**Entrées d'annotation par points sur image**
= = =

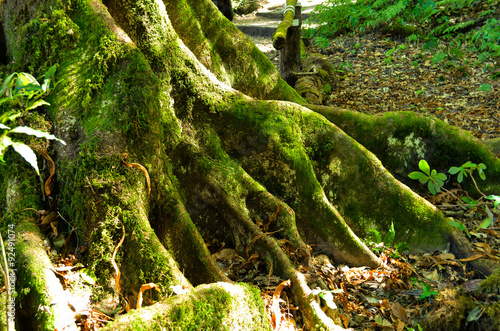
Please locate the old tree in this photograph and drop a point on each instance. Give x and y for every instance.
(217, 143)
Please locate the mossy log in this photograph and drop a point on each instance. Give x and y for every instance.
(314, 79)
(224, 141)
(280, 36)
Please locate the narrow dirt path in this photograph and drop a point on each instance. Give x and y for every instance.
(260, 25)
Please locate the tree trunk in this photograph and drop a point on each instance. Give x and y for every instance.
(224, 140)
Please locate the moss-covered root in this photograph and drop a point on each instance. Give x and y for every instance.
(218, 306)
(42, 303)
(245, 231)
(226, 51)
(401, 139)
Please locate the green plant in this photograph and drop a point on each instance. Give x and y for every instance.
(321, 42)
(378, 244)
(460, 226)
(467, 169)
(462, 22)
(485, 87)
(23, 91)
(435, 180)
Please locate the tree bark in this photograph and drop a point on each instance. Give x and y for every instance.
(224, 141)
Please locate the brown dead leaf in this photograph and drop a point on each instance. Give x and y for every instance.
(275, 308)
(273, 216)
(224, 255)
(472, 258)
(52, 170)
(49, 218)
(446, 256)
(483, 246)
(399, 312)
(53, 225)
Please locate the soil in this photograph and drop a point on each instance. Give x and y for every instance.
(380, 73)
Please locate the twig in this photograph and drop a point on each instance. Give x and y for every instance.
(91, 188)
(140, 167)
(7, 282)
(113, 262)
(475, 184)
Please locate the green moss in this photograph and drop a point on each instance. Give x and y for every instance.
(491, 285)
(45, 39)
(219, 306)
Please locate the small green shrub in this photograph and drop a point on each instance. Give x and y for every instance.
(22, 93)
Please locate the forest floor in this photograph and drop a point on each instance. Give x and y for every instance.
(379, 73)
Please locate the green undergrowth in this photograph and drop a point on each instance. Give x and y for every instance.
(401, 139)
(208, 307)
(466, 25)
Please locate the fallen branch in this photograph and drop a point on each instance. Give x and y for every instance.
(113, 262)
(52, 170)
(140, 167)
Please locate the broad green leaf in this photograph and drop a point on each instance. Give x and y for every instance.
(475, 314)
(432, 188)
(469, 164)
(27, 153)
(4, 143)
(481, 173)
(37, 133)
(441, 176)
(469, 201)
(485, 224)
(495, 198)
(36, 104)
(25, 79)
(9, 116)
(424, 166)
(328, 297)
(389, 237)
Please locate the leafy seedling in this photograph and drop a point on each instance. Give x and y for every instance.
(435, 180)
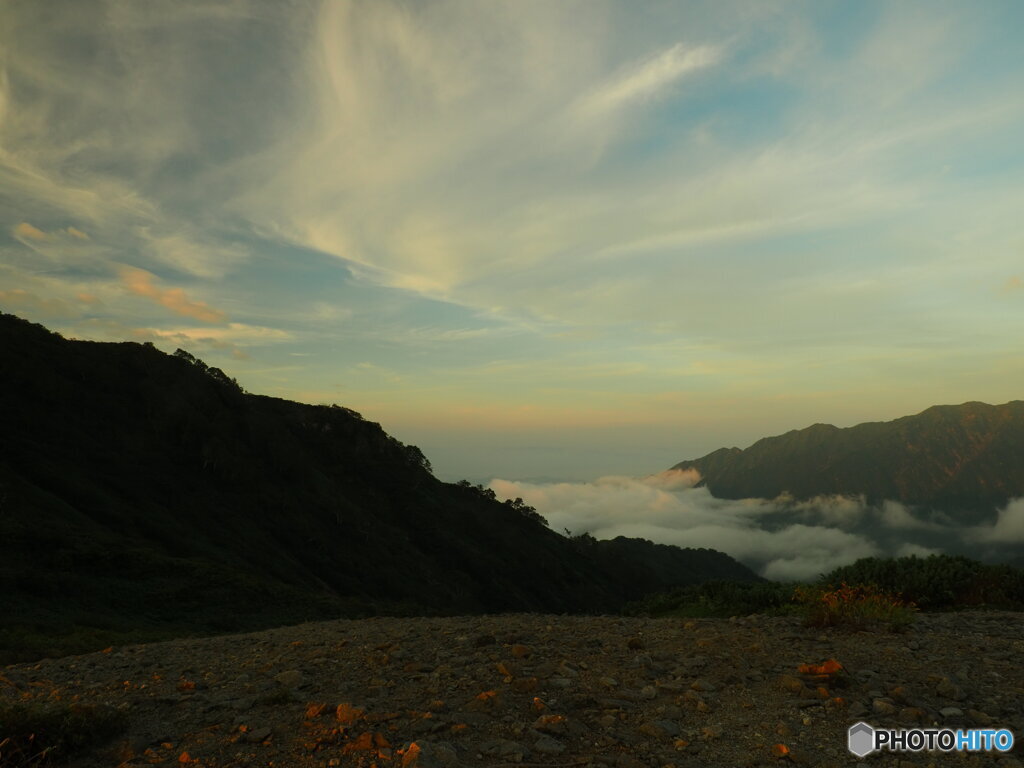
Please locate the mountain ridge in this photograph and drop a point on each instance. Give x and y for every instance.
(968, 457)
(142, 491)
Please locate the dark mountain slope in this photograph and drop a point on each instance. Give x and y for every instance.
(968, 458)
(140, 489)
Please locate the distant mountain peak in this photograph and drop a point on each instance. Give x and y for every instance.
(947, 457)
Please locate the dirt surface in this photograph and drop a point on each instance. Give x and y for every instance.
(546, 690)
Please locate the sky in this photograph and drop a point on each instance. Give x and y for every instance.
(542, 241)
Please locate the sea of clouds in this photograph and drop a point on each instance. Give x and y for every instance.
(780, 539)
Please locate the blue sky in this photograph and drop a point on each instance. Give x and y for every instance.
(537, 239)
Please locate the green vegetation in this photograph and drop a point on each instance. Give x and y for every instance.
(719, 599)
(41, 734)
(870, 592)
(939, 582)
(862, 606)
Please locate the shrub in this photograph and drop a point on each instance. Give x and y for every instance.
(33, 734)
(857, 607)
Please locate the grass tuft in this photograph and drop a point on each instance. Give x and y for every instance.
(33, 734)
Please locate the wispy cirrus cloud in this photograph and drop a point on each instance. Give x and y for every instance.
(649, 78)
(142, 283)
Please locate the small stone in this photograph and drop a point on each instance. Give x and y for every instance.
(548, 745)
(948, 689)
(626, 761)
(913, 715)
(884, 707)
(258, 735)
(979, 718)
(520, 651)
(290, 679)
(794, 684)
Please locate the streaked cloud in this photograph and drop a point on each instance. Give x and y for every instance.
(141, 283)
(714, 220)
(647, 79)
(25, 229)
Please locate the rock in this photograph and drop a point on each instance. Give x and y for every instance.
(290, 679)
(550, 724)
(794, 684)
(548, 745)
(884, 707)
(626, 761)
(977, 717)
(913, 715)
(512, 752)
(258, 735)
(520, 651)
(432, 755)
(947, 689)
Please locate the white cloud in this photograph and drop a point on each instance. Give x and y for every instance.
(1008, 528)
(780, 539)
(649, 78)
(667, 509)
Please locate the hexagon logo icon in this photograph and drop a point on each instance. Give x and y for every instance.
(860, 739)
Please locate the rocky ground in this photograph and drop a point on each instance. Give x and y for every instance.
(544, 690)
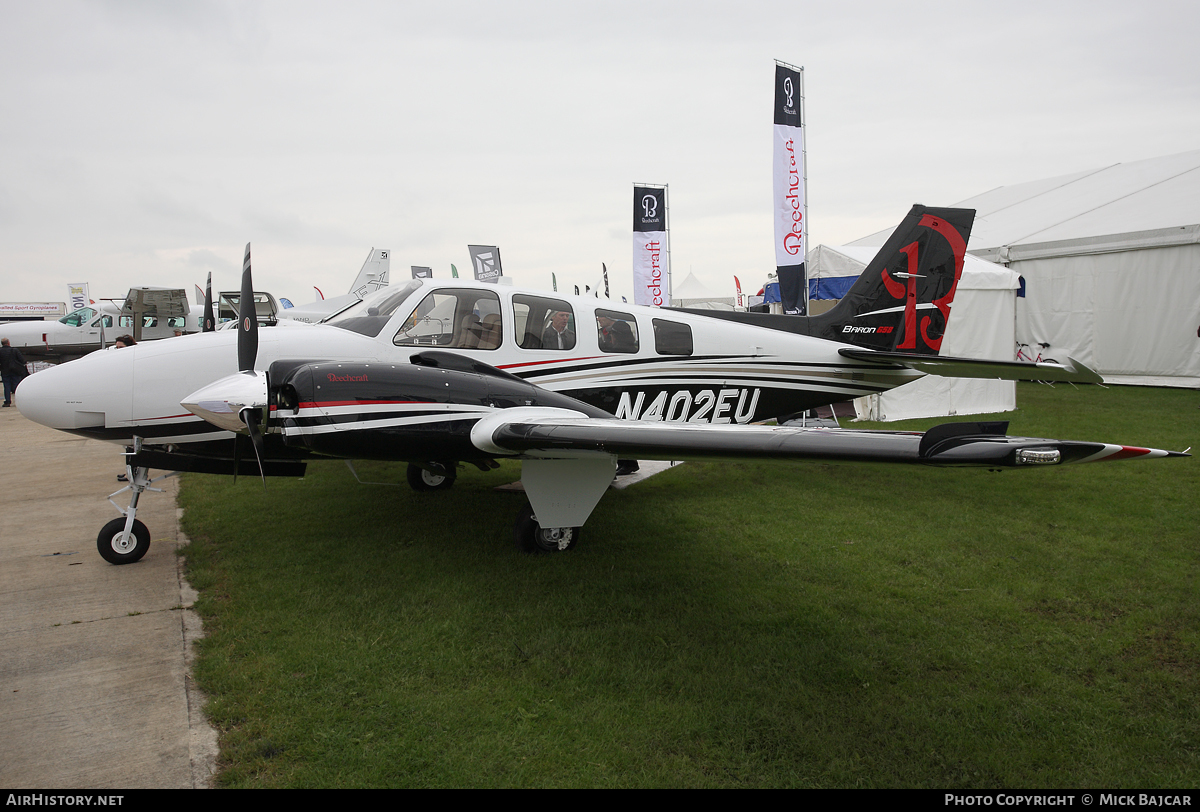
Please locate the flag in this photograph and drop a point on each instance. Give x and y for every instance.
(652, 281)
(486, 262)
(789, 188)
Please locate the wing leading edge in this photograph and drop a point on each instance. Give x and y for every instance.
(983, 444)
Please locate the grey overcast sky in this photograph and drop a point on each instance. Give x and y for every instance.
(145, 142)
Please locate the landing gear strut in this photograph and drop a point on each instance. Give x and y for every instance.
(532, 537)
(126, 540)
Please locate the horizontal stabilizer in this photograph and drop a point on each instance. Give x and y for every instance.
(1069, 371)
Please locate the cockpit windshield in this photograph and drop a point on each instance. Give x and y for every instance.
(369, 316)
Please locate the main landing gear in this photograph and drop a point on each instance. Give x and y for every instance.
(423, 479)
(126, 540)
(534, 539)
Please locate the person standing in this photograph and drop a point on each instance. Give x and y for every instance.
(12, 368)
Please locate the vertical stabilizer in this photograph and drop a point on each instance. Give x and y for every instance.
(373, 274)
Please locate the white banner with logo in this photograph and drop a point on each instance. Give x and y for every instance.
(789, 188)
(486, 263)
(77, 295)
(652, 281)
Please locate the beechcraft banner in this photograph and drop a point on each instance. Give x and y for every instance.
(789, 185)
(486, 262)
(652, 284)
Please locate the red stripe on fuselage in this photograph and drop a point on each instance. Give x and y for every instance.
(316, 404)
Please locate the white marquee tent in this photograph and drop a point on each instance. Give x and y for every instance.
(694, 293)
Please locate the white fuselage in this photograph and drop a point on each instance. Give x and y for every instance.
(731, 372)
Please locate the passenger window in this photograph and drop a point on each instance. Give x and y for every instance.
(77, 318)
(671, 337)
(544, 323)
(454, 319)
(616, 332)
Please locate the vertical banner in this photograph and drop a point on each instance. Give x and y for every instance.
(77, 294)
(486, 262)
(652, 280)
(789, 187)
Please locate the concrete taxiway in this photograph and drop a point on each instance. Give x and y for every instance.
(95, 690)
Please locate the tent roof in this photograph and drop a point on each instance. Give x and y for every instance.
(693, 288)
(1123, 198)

= = =

**Objectif de l'exercice**
Recopiez à l'identique l'ensemble des enregistrements ci-dessus en laissant de côté les images, s'il vous plaît.

**Solution du problème**
Please locate the old tree in this photograph and drop a point on each instance. Give x and y for every instance.
(217, 143)
Please locate the mossy log in this photograph and drop a point on each instance. Give x and y for every instance.
(314, 79)
(224, 141)
(280, 36)
Please locate the narrow dirt path in this photograph and drop a point on each instance. Give x and y for every instance.
(260, 25)
Please locate the tree trunk in this photograph and drop a point on each instance. Give x and y for every instance.
(224, 140)
Please locate the moss-covered root in this photograph and drop a point on each instance. Give x and y for every instance.
(218, 306)
(42, 303)
(245, 231)
(226, 51)
(401, 139)
Please locate the green plant in this photograph and drop a point on each instance. Give x and y for every instance.
(321, 42)
(378, 244)
(460, 226)
(467, 169)
(462, 22)
(485, 87)
(23, 91)
(435, 180)
Please locate the tree bark in this photograph and drop a point on each instance. Give x and y for every instance.
(224, 141)
Please locate the brown dead leaf in this photograph and drop a point on each instance. Give x and y for every instance.
(275, 308)
(273, 216)
(224, 255)
(472, 258)
(52, 170)
(49, 218)
(446, 256)
(483, 246)
(399, 312)
(53, 225)
Please locate the soil in this photograph and drop a point on each instance. Give x and y for every instance.
(380, 73)
Please locate the twig in this photograph and drop a point on each instance. Give x and y for every instance.
(91, 188)
(140, 167)
(7, 282)
(113, 262)
(475, 184)
Please locate the green moss in this photograph and drop a point on each instance. Give x and y for every instance.
(491, 285)
(45, 39)
(219, 306)
Please locate the small green shrub in this photograph and drop a point on each instance. Give x and y for every instance.
(22, 93)
Please locate the forest floor in this photograph and drop a point on each instance. Give x and y for every instance.
(379, 73)
Please locate the green undergrowth in this photograph and drop a point on each instance. Give x and y for every instance.
(401, 139)
(208, 307)
(466, 25)
Please locate the fallen branch in this photograph and drop a point on each instance. Give x and y for every instance.
(113, 262)
(52, 170)
(140, 167)
Please locate the broad green leaf in this photograph and drop a point on each instance. Give x and y for every instance.
(475, 314)
(432, 188)
(469, 164)
(27, 153)
(4, 143)
(481, 173)
(37, 133)
(441, 176)
(469, 201)
(485, 224)
(495, 198)
(36, 104)
(25, 79)
(9, 116)
(424, 166)
(328, 297)
(389, 237)
Please locate the leafy seedling in this photograph and drop a point on each instance. Give x and y for every instance.
(435, 180)
Please locate the mountain ridge in this photograph and drop a point on each instance. Give x and y for every instance.
(968, 457)
(142, 491)
Please locate the dark mountain slope in this photograph and drop a point on each instance. Give x and y for every instance.
(968, 458)
(140, 489)
Please locate the distant mountain peak in this photograph and drop a point on each instance. Give x and y for every instance.
(947, 457)
Please locate the dirt surface in this photograph and drop a point on each instance. Give x and y for every instance.
(546, 690)
Please locate the sky in this photograph and drop a point on each instance. Give x and y for every instance.
(542, 241)
Please locate the sea of clouds in this photograph and drop a point on each instance. Give x and y for every instance.
(780, 539)
Please locate the blue sky in this photograph and drop a point on each instance. Give x and y for every instance.
(537, 239)
Please locate the green vegetation in this photograph and drop a point on each instance. Give x and y for every instance.
(719, 599)
(41, 734)
(870, 592)
(939, 582)
(862, 606)
Please locate the shrub in this photograph and drop a point on each instance. Give x and y for every instance.
(33, 734)
(857, 607)
Please locate the grass tuft in this photograph and drop a point on each instance. Give x and y for every instance.
(33, 734)
Please locate the wispy cirrus cloud in this photograph and drop a point on each instance. Give x and y for every instance.
(649, 78)
(142, 283)
Please locate the small stone in this photograph and drop a point on each instance. Give x and y for every instance.
(548, 745)
(948, 689)
(626, 761)
(913, 715)
(884, 707)
(258, 735)
(979, 718)
(520, 651)
(290, 679)
(794, 684)
Please locate the streaked cloud in this photograph and drop a point on each instance. Give x and y for every instance.
(141, 283)
(714, 220)
(647, 79)
(25, 229)
Please locate the rock in this photograph and drop a point on each instance. Give x and y for every instance.
(290, 679)
(550, 724)
(794, 684)
(548, 745)
(884, 707)
(626, 761)
(977, 717)
(913, 715)
(512, 752)
(258, 735)
(520, 651)
(432, 755)
(947, 689)
Please locate the white cloud in this photograph and drop a point on each instance. Give x and y for every instance.
(1008, 528)
(780, 539)
(649, 78)
(667, 509)
Please locate the hexagon logo icon in this photograph and drop a point on each instance. Give x and y for every instance.
(860, 739)
Please locate the rocky ground in this photograph and drop a point on each instance. Give x and y for every instance.
(544, 690)
Please locate the flag in this photograph and drop a point on each instance. Give x and y for every instance.
(652, 281)
(486, 262)
(789, 188)
Please locate the wing leading edge in this photograph and drop a point on each instance. Give x and y for every instance.
(983, 444)
Please locate the grey overcast sky in this photograph and drop a point on each instance. Give x and y for every instance.
(145, 142)
Please locate the landing gear strut in this photograph and drop a point on each instance. Give x and y for every instance.
(532, 537)
(126, 540)
Please locate the horizontal stabilizer in this photograph and drop a point on each instance. Give x and y for every instance.
(1069, 371)
Please locate the cockpit windshield in this photograph and drop a point on each instance. Give x and y for every instance.
(369, 316)
Please locate the main landing gear in this photograph and drop a point on each instance. Give x and y for every instance.
(423, 479)
(126, 540)
(534, 539)
Please locate the person standing in this photograph and drop a point on each instance. Give x and y for every instance.
(12, 368)
Please locate the vertical stabilizer in this photograph and drop a point on each instance. Give x and y for every instance.
(373, 274)
Please locate the white banner with logo in this photograph and drop a point on each instance. Give x and y for every instance.
(789, 188)
(486, 263)
(77, 295)
(652, 281)
Please locate the beechcraft banner in this photograph and drop a point on each instance. Give x and y for every instance.
(789, 185)
(486, 262)
(652, 284)
Please locate the red stripe on fuselage in this photograph and drop a point on each instance. Give x and y for every instance.
(316, 404)
Please locate the white marquee tent in this photograph and drop a point on each instance. Give x and y for every instance.
(694, 293)
Please locate the white fuselage in this photograph and drop a point on each instance. Give x and y for every instance.
(731, 372)
Please locate the passenger window in this photograph and drop a point on each instance. Give x and y for every instance.
(77, 318)
(671, 337)
(544, 323)
(454, 319)
(616, 332)
Please locate the vertical banner in this photograph and drop a point on each instance. Give x and y for every instance.
(77, 294)
(486, 262)
(652, 280)
(789, 187)
Please locate the concrete taxiway in this photograph and drop a point on each instance. Give x and y for every instance.
(95, 690)
Please locate the tent roof in this photograph and drop a point on each instance. Give x and y for every instance.
(693, 288)
(1123, 198)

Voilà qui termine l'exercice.